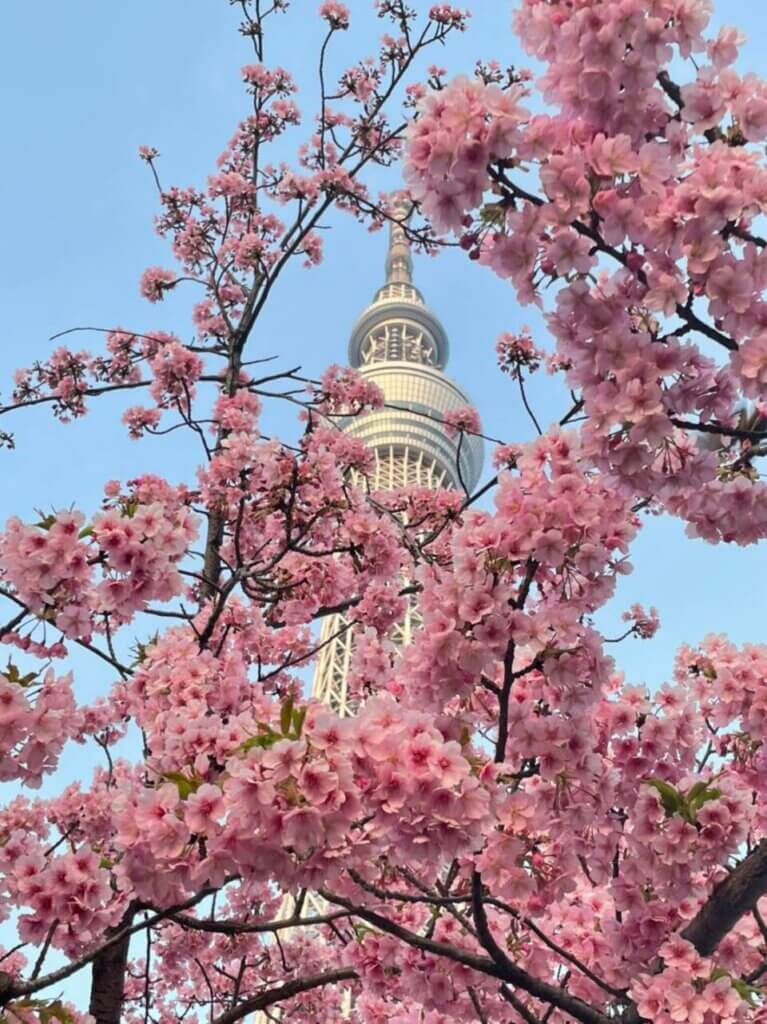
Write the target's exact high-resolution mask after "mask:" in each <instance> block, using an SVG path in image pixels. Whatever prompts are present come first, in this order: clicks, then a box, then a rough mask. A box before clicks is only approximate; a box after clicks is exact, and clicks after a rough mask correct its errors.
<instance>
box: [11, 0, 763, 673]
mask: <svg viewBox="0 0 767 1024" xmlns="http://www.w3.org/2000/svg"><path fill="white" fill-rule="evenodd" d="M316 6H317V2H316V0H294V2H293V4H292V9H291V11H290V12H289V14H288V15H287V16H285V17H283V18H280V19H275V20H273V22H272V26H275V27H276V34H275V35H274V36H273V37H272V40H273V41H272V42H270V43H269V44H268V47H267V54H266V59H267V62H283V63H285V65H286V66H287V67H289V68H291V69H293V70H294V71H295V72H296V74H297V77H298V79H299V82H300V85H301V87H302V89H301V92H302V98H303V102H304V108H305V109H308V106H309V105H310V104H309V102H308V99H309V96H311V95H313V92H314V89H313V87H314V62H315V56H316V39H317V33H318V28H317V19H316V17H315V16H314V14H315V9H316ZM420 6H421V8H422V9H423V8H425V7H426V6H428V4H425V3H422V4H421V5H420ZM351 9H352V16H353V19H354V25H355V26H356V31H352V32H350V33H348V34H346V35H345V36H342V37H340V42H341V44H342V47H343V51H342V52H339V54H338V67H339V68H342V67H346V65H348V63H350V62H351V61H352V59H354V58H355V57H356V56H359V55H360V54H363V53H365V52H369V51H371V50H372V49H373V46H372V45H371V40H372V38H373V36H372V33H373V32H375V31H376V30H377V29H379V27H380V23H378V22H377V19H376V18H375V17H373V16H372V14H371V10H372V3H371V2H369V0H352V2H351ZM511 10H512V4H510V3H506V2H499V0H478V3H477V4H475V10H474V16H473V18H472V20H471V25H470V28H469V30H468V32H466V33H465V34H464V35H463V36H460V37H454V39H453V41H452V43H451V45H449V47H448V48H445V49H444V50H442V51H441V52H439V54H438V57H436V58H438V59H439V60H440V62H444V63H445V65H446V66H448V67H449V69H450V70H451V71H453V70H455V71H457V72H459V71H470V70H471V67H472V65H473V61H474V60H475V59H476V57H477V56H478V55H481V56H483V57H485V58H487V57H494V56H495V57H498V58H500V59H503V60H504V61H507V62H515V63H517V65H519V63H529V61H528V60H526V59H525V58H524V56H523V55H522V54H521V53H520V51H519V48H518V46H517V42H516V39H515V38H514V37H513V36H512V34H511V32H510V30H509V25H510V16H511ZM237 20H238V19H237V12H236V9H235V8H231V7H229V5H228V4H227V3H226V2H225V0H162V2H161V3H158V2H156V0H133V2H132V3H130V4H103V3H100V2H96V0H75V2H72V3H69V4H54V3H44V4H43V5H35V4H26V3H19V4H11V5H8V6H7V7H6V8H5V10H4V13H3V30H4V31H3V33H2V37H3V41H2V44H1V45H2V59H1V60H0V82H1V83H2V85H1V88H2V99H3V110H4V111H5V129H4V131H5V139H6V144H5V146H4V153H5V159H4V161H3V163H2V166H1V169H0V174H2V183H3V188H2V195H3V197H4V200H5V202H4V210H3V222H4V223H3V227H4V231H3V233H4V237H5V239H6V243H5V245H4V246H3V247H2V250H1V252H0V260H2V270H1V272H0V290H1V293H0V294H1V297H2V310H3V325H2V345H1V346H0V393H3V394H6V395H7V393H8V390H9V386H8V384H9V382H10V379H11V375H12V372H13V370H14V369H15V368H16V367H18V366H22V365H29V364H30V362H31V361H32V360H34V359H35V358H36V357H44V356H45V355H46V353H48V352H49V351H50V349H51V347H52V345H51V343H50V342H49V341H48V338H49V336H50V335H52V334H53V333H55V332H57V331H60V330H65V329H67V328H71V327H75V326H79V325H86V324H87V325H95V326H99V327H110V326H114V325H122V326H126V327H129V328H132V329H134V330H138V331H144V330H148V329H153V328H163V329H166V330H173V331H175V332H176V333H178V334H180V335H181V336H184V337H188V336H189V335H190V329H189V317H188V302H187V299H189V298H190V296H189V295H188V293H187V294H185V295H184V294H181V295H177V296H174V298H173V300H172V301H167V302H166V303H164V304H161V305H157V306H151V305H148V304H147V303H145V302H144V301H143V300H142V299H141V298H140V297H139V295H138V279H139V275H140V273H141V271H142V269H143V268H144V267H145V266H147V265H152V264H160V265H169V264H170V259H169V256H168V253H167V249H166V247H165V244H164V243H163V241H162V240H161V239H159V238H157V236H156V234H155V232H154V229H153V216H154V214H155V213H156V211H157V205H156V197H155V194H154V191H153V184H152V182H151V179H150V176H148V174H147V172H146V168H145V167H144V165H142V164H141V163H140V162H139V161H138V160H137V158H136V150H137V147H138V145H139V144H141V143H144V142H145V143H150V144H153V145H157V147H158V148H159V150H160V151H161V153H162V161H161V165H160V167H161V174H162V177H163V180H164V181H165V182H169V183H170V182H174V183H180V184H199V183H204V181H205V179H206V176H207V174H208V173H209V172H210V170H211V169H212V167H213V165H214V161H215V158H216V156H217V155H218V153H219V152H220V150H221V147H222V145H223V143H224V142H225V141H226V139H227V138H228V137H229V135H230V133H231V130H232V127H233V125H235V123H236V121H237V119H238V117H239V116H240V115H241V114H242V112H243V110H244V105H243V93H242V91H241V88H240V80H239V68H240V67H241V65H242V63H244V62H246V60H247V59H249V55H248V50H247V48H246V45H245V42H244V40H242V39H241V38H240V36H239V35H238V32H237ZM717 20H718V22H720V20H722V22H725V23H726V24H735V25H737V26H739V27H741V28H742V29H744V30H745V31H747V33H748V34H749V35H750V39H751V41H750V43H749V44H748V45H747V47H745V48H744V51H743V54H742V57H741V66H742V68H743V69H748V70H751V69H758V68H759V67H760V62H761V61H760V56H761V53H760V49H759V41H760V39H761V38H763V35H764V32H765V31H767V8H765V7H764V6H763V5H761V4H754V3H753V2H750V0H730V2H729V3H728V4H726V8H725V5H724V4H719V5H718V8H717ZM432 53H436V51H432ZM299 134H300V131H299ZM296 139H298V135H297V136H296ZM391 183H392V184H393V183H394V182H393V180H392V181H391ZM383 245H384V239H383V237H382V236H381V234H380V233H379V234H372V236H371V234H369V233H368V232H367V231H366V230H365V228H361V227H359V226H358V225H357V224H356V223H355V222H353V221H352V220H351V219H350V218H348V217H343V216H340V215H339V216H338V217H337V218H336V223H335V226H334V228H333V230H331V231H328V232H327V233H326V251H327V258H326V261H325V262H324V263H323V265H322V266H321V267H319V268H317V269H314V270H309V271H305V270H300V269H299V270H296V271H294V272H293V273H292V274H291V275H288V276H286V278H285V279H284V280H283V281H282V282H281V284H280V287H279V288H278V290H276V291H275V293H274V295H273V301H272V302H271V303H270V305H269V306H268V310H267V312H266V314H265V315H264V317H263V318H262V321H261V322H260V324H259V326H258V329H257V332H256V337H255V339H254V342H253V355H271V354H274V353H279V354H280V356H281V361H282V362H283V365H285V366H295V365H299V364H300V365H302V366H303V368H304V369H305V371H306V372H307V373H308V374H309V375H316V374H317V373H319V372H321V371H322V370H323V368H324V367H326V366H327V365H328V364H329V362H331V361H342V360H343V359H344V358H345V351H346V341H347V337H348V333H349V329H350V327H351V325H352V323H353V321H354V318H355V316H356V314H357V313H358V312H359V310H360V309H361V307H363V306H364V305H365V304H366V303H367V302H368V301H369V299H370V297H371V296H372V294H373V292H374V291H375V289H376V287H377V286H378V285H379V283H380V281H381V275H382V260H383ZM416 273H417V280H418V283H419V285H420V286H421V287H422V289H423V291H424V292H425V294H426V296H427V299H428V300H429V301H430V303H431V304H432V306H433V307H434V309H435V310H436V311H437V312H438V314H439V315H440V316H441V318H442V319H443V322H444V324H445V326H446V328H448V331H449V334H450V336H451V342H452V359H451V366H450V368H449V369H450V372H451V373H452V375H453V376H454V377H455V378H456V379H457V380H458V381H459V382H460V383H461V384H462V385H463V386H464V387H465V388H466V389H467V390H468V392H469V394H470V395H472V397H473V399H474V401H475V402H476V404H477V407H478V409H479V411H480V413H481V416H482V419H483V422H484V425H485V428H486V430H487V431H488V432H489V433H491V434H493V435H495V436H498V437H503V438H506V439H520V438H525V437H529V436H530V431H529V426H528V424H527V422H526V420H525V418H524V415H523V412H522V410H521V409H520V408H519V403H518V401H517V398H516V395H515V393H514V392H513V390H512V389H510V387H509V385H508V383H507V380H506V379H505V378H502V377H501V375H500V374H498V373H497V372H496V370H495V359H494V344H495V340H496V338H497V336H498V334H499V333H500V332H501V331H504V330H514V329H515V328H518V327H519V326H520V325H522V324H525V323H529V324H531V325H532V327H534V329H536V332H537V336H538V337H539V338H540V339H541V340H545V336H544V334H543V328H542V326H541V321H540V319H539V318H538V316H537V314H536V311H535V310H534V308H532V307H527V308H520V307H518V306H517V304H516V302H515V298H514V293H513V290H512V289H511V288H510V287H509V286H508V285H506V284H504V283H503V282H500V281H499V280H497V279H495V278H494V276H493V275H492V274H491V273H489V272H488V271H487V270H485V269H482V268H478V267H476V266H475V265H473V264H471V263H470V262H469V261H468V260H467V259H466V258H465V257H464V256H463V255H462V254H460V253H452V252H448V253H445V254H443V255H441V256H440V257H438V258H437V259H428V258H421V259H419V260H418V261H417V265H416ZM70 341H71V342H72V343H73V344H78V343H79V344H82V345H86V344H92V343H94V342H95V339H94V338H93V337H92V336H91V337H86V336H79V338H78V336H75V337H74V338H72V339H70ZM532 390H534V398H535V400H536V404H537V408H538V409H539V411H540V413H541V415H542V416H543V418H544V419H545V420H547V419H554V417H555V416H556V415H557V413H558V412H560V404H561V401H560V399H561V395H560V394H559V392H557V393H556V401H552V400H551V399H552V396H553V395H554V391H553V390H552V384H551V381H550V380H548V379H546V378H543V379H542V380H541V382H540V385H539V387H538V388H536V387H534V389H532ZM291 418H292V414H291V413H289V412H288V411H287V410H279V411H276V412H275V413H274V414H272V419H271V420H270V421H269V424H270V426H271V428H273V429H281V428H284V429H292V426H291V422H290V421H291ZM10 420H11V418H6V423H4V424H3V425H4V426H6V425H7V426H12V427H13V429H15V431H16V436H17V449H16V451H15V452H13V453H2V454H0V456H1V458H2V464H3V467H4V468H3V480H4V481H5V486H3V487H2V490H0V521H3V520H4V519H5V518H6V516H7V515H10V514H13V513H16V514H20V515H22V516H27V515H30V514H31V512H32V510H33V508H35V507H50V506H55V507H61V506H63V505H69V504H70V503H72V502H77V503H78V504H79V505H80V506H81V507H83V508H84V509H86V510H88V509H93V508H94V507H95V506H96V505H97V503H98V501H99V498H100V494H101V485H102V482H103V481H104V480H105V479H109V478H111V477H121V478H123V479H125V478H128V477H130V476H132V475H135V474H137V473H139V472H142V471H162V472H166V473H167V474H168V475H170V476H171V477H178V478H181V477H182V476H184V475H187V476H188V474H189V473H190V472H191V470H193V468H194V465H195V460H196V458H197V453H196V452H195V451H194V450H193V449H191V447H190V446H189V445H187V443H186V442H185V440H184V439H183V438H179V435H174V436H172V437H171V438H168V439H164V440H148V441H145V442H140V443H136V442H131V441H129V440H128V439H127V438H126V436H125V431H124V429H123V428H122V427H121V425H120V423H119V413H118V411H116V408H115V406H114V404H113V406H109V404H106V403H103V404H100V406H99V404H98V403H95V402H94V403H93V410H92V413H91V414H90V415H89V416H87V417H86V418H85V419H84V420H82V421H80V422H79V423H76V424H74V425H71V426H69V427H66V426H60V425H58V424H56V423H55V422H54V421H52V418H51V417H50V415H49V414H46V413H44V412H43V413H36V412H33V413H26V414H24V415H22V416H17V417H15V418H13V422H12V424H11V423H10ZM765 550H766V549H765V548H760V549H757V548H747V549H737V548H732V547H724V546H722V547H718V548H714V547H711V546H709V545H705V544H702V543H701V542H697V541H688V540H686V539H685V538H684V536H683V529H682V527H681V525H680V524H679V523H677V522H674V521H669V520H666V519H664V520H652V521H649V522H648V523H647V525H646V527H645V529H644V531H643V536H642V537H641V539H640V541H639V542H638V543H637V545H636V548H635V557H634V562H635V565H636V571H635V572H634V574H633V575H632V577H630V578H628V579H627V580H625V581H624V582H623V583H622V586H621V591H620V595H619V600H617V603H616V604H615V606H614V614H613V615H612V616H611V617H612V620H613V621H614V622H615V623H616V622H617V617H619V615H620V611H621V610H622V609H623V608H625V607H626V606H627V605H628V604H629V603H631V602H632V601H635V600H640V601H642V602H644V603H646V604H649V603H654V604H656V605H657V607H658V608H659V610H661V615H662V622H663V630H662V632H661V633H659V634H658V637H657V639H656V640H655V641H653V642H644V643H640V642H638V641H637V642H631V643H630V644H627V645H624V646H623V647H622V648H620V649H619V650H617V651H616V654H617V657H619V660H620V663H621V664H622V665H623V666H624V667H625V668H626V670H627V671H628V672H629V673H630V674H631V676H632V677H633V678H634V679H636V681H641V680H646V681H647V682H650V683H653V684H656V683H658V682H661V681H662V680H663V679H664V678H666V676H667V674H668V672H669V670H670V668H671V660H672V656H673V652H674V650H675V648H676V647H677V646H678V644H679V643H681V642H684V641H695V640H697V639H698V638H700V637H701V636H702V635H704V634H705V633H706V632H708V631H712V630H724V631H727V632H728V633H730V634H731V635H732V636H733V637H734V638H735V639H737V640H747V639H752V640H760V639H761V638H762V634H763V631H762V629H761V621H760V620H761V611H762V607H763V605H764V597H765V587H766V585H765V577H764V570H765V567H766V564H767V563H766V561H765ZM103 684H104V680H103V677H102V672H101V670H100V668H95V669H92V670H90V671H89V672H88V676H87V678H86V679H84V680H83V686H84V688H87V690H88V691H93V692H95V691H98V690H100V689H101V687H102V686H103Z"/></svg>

* * *

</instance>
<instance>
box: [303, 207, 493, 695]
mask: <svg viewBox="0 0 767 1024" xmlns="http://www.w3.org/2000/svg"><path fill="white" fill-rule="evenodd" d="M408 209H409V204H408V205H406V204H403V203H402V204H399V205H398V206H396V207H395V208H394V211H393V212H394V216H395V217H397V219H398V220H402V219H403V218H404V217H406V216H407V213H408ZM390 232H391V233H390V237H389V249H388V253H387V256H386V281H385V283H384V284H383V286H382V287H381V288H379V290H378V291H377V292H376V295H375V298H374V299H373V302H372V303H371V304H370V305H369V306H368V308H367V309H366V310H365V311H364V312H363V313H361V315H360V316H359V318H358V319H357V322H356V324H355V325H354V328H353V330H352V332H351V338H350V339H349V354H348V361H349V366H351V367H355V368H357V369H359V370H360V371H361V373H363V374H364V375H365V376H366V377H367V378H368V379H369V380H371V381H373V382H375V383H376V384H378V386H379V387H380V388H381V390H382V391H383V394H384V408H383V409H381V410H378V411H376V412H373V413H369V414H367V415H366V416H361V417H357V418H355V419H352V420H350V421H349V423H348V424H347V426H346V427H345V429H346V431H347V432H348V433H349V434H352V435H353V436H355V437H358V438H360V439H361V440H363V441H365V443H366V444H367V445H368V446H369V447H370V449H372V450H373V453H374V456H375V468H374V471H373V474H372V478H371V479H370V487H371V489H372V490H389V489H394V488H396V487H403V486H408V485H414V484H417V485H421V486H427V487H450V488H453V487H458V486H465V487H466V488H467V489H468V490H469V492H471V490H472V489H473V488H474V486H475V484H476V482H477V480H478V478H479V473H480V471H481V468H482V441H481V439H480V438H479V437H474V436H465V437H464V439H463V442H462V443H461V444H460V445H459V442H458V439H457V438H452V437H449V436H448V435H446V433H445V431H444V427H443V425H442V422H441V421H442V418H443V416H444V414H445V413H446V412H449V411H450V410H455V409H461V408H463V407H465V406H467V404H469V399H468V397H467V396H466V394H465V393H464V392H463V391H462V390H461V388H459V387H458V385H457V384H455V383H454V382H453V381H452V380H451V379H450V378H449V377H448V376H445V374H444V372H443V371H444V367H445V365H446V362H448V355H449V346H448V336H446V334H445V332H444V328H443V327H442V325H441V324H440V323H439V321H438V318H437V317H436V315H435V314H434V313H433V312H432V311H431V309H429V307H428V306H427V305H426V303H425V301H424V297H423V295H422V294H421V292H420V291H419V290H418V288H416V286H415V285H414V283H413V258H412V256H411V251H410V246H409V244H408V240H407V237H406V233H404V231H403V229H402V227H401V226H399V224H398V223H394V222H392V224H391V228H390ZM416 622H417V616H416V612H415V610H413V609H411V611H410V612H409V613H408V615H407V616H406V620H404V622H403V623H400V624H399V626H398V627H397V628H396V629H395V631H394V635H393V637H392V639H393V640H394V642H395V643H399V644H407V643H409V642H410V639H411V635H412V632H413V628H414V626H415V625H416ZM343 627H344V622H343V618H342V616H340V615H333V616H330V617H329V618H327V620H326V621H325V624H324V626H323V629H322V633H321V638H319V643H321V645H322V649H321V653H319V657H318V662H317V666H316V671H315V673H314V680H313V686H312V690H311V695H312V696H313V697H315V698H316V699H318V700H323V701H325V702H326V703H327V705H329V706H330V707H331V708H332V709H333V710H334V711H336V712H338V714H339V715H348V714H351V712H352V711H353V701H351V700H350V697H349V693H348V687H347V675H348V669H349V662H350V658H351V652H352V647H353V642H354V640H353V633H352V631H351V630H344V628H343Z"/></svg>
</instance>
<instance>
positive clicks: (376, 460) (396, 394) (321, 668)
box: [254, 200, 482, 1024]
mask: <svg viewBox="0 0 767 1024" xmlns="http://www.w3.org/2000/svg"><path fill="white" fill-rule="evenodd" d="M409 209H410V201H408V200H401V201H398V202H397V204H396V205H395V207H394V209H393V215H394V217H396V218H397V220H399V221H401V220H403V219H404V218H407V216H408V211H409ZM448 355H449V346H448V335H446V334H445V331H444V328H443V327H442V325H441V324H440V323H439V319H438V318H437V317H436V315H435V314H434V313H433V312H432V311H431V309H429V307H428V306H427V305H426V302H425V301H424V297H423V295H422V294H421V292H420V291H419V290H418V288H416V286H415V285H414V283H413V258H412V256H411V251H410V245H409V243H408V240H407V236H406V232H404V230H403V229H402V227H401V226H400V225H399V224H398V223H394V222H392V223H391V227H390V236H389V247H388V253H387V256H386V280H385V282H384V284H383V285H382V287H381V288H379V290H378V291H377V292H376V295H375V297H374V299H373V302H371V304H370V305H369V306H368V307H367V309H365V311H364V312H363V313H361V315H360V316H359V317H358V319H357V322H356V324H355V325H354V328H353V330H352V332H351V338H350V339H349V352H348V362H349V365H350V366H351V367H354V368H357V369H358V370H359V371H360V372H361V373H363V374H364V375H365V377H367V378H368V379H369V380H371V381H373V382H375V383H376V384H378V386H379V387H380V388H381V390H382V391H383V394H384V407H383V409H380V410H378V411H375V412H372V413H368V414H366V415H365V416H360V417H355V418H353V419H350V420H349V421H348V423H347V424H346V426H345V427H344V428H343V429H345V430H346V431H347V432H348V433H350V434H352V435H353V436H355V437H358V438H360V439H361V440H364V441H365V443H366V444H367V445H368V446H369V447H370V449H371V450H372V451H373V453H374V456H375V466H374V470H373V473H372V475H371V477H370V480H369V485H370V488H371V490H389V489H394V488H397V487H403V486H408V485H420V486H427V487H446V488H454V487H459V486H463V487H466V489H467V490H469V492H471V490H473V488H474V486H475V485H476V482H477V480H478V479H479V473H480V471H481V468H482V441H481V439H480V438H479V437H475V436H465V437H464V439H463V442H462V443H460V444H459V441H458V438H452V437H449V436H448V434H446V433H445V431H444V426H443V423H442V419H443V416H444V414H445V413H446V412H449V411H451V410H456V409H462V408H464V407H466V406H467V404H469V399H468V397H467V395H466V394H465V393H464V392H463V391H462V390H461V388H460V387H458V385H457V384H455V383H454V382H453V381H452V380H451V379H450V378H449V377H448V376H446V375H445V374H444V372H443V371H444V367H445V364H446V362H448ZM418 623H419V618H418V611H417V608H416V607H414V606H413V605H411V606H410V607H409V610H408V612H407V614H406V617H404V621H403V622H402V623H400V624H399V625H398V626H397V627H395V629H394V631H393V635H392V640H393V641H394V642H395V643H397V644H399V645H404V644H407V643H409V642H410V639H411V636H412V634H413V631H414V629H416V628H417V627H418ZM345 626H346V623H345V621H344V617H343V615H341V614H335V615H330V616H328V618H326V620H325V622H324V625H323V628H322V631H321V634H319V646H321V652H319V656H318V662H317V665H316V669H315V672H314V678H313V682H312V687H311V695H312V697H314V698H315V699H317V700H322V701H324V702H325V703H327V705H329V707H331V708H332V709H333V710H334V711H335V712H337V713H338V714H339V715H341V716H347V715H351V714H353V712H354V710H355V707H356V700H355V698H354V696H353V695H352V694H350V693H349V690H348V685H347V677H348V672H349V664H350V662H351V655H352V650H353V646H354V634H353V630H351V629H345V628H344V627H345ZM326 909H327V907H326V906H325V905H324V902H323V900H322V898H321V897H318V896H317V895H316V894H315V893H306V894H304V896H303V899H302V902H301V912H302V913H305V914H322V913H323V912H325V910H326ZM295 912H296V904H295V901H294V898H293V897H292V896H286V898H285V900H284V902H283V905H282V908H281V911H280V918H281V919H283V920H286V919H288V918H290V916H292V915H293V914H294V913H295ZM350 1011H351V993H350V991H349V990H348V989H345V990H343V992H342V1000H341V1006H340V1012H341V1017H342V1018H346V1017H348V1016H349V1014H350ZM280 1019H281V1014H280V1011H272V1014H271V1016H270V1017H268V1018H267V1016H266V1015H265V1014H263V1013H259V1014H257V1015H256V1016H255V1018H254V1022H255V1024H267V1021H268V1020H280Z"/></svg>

#### What the task requires:
How many lines of the material above contain the string "clicks"? Case counts. Reply with the number alone.

#### Your response:
2